======== Supplied records ========
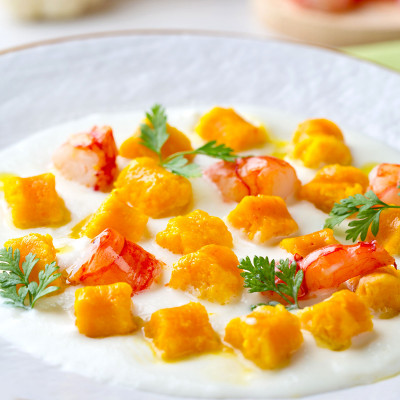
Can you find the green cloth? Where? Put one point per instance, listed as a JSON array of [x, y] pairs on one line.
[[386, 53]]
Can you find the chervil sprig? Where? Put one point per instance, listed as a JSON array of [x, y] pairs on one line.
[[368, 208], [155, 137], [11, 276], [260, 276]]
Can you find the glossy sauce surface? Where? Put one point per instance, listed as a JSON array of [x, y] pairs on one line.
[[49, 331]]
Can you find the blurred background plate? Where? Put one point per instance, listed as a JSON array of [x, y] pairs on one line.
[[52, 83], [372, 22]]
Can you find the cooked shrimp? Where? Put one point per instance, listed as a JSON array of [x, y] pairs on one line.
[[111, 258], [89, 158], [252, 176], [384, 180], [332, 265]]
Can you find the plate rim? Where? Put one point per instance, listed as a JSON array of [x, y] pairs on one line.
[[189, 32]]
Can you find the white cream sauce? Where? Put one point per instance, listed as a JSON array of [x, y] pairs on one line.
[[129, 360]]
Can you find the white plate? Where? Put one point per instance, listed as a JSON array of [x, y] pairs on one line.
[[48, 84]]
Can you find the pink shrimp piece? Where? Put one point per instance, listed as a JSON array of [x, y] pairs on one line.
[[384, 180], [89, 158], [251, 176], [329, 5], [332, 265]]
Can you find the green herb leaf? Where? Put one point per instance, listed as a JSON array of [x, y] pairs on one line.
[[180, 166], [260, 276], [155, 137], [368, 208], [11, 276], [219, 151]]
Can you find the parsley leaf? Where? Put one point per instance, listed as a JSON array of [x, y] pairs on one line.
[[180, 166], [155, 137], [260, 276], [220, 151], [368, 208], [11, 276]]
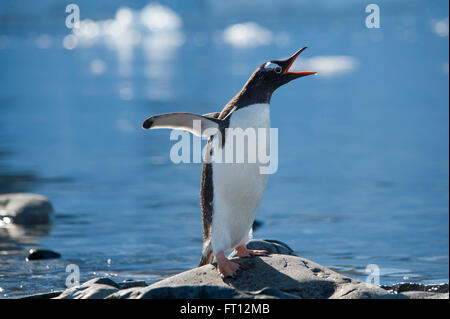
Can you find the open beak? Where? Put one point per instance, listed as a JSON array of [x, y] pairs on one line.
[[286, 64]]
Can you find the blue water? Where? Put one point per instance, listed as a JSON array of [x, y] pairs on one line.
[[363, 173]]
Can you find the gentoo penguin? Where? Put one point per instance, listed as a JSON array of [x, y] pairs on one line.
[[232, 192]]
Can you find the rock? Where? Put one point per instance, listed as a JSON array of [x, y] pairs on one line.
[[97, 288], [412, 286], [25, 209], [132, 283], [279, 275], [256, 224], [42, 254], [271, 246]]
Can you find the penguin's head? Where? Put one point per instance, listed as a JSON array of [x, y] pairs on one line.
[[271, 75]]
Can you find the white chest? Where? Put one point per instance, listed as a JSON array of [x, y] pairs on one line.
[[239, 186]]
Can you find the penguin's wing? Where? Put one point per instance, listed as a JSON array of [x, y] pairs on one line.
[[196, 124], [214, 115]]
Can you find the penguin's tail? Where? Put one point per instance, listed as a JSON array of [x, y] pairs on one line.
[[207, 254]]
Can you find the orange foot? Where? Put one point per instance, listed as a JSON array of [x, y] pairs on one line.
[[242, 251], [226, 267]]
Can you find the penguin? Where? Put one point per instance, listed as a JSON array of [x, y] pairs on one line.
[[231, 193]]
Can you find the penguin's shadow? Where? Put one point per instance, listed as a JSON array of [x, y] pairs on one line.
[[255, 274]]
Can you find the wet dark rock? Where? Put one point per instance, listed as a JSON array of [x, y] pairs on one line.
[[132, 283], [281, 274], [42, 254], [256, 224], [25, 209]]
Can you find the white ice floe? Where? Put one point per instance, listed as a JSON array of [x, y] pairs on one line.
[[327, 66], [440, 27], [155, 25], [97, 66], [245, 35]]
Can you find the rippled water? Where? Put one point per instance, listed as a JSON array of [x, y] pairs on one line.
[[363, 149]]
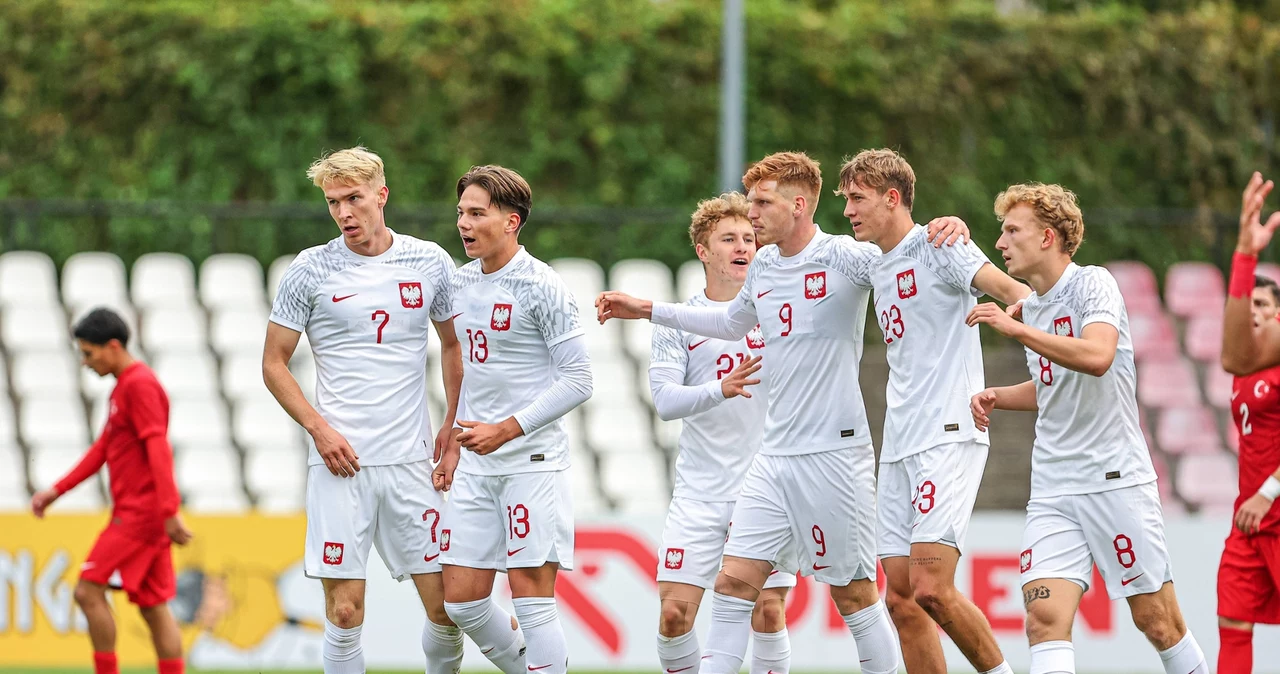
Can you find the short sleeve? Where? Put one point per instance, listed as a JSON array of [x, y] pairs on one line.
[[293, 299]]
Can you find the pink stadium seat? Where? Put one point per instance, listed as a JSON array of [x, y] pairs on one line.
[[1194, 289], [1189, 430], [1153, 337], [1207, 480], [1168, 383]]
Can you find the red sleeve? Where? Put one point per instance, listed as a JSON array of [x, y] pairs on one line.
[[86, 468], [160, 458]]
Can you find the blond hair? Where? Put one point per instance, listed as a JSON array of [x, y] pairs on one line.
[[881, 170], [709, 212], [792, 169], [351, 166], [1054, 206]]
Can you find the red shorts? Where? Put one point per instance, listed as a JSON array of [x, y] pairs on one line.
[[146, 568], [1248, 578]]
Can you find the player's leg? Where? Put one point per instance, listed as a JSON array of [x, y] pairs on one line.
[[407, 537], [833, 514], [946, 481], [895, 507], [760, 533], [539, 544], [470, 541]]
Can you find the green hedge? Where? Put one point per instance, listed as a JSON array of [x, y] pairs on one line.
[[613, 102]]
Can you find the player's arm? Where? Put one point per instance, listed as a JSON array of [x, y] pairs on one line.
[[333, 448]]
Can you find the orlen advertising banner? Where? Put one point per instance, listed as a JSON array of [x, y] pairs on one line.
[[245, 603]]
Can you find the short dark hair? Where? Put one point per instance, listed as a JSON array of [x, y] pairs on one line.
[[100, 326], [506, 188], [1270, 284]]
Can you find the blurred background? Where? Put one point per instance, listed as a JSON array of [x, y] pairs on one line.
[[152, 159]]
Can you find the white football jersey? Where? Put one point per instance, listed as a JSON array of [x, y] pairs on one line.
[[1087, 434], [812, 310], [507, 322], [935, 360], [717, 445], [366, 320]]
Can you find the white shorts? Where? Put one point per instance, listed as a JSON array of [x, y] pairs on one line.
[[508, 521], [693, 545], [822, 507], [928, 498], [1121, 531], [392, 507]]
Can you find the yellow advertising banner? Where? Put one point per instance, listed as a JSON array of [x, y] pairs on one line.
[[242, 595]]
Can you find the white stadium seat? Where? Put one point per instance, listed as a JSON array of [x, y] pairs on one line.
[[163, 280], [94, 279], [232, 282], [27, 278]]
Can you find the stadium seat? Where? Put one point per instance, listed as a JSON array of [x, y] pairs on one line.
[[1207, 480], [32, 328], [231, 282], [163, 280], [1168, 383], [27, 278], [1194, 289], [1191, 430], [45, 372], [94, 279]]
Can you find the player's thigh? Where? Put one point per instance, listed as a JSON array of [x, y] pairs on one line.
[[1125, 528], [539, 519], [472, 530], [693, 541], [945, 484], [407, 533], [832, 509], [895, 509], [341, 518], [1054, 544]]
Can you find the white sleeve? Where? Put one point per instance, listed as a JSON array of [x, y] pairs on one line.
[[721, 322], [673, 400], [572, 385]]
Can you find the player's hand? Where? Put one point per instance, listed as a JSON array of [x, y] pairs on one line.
========
======== Supplied records ========
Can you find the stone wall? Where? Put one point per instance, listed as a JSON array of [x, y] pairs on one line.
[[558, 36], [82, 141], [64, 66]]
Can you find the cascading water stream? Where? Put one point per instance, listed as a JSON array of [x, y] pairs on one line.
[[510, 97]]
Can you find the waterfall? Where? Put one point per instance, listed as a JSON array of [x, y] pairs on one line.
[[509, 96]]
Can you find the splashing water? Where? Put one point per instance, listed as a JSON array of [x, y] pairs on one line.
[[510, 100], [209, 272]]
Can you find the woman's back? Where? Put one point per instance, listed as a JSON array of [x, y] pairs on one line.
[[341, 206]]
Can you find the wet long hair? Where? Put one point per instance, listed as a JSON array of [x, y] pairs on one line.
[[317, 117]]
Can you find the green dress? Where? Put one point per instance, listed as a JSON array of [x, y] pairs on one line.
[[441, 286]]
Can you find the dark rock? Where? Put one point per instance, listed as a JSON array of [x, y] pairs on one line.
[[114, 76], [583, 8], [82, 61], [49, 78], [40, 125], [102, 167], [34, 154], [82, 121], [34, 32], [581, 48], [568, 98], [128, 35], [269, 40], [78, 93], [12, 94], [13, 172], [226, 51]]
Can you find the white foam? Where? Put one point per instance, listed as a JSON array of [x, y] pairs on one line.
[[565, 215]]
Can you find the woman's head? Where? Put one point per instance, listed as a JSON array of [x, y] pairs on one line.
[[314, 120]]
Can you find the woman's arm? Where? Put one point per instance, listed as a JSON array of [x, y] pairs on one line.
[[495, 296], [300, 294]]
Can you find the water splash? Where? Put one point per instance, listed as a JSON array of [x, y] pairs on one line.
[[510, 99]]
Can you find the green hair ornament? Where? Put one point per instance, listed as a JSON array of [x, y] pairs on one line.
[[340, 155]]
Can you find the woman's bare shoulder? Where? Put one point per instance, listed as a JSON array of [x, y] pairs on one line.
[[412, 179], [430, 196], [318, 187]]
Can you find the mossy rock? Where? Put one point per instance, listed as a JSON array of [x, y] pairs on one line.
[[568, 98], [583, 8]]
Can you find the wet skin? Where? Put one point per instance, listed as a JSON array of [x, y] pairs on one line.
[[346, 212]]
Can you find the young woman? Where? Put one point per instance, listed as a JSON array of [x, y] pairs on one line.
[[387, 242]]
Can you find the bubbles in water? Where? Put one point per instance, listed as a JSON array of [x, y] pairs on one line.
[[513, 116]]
========
What the task asks:
Can you swap "advertising banner" for "sponsor banner" in the stretch from the line containing "Can you find the player's leg?" through the line containing "372], [94, 279]]", reproducing only those lines and leaving everything else in them unchanged?

Exercise answer:
Can you find the player's leg? Where? Put one point per instance, listed as a JSON array of [x, y] pairs on one line.
[[407, 537], [833, 514], [946, 481], [895, 507], [760, 533], [539, 544], [470, 541]]
Can you find the green hedge? Where? Put one point per instance, listed as a JSON array of [x, y] pairs on one line.
[[613, 102]]
Can you find the player's arm? Where? Put one point per instance, listed as a JSON array of [x, y] pairs on one line.
[[333, 448]]
Can you find the orlen sponsor banner? Where? Put one point per instance, listed as a JSON array of [x, y] pairs on one line.
[[245, 603]]
Can you find the short dark hair? Where? Put one point per instance, listed as a JSON array of [x, y] pairs on one line.
[[100, 326], [506, 188], [1270, 284]]
Can you find the blurred background? Where? Put one point per instance, listed as a JSON array of [x, y] pairs on one line.
[[152, 159]]
Can you find the white football jersey? Where? Put one point per instance, listed as a JSON array of [x, y] pairs on one line.
[[1087, 434], [812, 310], [507, 322], [935, 360], [717, 445], [366, 320]]
Can you find the white shorts? Where? Put one point per instance, listed as a JSON array of [x, y] pairs on one line.
[[508, 521], [693, 545], [822, 507], [928, 498], [1121, 531], [392, 507]]
Can you find the yellow sponsor banner? Where? Put one point per instance, listed as a JSON array of [x, y] pairs on one line.
[[242, 595]]
Can you find the white stadium seat? Where? Put one point per instance, listed as a JSON array of [x, y] pairs on one line.
[[163, 280], [94, 279], [232, 282], [27, 278]]
Can you find the stadium seat? Where? Put one point per instance, listed as a JSON array of [x, y] pairs on one line.
[[1207, 480], [32, 328], [231, 282], [163, 280], [1168, 383], [27, 278], [1194, 289], [1191, 430], [45, 372], [94, 279]]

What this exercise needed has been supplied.